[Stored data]
-----

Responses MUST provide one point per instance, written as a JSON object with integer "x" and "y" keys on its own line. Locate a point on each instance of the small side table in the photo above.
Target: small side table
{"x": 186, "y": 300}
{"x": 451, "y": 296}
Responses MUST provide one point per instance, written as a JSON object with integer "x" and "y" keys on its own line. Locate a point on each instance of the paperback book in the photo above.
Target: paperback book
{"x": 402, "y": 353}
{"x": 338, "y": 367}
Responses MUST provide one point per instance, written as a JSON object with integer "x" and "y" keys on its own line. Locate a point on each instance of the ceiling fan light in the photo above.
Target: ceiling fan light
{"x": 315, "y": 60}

-----

--- Problem statement ---
With the line that contains "light in the photo above." as your start, reproduce the data above exactly through its last line, and nothing before that start.

--- Solution for this problem ---
Responses MUST provide one point per instance, written as a JSON object with integer "x" and "y" keys on its own line. Locate a point on each instance of the ceiling fan light in the photo above.
Target: ceiling fan light
{"x": 315, "y": 60}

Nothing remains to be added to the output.